◆ Problem statement
Exactly reproduce the lines beginning with the line that includes "Can you spot the white headboard" and ending with the last line of the data.

◆ Entries provided
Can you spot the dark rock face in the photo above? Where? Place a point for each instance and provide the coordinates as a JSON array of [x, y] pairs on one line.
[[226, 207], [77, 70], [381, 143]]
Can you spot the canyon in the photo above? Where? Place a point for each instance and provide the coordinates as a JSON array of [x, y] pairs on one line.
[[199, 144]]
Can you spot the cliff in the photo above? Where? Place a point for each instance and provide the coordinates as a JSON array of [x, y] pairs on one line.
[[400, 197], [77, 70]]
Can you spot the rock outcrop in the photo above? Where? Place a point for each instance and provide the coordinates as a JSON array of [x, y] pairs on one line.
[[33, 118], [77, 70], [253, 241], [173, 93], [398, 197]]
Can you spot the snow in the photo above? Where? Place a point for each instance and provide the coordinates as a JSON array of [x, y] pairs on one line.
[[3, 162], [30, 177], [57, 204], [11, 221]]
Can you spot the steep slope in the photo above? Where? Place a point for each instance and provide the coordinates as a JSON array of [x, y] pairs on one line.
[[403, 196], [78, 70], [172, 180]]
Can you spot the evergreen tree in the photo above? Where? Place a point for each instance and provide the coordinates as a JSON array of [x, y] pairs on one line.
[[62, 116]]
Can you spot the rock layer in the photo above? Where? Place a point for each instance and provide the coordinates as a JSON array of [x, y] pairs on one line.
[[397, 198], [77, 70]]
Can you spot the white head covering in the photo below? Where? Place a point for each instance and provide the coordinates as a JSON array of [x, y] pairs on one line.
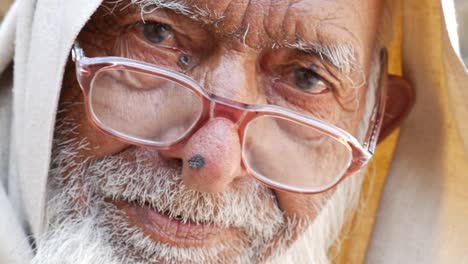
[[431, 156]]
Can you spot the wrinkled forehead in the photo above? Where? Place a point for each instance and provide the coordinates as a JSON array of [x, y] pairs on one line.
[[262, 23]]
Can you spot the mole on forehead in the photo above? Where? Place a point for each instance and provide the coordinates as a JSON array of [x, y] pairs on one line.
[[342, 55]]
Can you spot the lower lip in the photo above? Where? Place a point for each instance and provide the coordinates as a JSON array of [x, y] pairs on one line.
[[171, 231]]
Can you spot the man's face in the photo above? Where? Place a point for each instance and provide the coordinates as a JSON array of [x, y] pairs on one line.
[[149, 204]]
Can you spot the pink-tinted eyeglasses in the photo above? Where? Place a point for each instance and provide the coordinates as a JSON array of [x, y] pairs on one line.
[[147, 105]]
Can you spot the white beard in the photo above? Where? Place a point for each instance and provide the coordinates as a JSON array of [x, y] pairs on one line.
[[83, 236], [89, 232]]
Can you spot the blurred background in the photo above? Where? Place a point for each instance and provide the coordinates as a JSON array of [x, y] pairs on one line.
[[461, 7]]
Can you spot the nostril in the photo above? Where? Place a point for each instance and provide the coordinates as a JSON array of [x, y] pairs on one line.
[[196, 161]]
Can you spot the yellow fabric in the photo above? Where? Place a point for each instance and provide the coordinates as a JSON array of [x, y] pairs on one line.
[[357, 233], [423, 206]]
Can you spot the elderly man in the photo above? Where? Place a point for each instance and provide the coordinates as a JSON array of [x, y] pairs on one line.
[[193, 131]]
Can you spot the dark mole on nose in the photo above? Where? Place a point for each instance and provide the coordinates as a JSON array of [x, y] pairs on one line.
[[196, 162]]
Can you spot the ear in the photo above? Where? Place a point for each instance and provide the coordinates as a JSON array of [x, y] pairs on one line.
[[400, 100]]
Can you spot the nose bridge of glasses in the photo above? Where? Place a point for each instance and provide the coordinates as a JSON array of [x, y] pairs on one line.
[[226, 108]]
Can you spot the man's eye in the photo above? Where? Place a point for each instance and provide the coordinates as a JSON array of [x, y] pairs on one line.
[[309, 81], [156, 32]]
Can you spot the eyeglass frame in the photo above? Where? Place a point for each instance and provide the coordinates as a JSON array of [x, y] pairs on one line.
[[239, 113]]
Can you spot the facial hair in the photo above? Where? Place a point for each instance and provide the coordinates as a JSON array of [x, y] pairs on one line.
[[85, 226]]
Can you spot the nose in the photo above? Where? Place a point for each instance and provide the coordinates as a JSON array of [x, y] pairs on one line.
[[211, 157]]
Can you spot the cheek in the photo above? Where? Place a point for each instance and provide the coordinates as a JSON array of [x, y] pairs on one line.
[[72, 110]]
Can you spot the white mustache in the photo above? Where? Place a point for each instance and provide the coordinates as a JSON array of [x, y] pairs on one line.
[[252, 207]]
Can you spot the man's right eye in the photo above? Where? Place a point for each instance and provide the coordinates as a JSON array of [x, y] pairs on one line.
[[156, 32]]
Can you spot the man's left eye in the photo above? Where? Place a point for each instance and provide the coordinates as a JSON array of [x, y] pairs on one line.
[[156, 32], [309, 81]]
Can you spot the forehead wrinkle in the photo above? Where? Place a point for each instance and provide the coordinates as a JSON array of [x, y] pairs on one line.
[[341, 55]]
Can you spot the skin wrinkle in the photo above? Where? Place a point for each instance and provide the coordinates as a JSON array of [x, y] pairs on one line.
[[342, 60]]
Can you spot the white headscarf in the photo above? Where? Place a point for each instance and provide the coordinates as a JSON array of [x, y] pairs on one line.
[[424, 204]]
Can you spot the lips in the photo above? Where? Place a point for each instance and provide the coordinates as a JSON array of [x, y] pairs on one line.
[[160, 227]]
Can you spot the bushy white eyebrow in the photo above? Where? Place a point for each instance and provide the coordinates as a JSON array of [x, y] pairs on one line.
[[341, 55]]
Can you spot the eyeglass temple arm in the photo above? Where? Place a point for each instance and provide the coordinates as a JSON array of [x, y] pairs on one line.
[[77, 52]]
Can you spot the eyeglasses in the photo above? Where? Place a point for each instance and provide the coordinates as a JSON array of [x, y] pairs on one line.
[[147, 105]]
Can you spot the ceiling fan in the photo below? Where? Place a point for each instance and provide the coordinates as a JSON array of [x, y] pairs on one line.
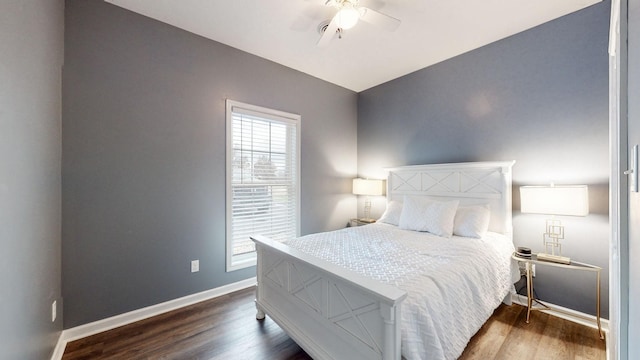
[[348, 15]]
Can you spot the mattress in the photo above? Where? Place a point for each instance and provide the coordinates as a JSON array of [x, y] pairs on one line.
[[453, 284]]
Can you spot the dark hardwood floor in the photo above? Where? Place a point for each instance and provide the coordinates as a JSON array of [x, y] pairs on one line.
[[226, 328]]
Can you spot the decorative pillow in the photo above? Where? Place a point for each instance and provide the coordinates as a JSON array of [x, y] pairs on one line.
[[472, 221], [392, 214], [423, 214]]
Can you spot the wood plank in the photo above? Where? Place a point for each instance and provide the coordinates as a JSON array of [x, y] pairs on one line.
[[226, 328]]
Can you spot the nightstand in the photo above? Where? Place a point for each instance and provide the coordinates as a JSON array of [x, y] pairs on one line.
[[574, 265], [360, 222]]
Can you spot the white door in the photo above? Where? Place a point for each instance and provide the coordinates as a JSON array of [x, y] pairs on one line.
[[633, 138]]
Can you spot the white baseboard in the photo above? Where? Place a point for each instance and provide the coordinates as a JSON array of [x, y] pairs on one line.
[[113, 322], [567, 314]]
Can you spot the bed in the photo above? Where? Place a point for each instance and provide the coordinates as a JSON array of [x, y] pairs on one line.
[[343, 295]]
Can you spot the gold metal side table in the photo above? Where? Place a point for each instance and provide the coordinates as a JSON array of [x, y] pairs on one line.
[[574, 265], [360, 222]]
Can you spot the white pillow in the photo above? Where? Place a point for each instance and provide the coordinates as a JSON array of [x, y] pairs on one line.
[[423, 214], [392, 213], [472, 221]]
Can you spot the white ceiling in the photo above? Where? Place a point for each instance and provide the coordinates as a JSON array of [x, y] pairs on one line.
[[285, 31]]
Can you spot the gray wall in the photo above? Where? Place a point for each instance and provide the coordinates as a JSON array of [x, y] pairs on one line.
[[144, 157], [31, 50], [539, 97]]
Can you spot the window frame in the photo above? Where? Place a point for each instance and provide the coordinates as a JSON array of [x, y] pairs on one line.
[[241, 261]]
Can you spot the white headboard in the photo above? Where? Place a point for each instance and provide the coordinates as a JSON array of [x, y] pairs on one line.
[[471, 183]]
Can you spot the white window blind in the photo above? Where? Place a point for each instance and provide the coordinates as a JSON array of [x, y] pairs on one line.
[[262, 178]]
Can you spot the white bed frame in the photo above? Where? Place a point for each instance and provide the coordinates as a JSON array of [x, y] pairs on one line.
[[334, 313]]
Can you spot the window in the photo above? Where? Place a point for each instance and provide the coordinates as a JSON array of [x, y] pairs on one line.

◆ Answer for the task
Can you spot the white headboard in the photo above? Where? Place a point for each instance and provide the coordinates as a JSON array of [x, y] pairs on one line.
[[471, 183]]
Can you spot the white window blind in the photo above? Where? Place a point for each instance and provide the coordinates as a JSON array of [x, y] pairs on one line.
[[262, 178]]
Can you spot the white bed frame in the photo above? Where? Place a point for each instance and provide the coordinates as a JSON array of [x, y] pairs on one line.
[[334, 313]]
Can you spot the window in the photo above? Where? Place a point for each instance and provide the coordinates as a JSON array of [x, y] pairs on one line.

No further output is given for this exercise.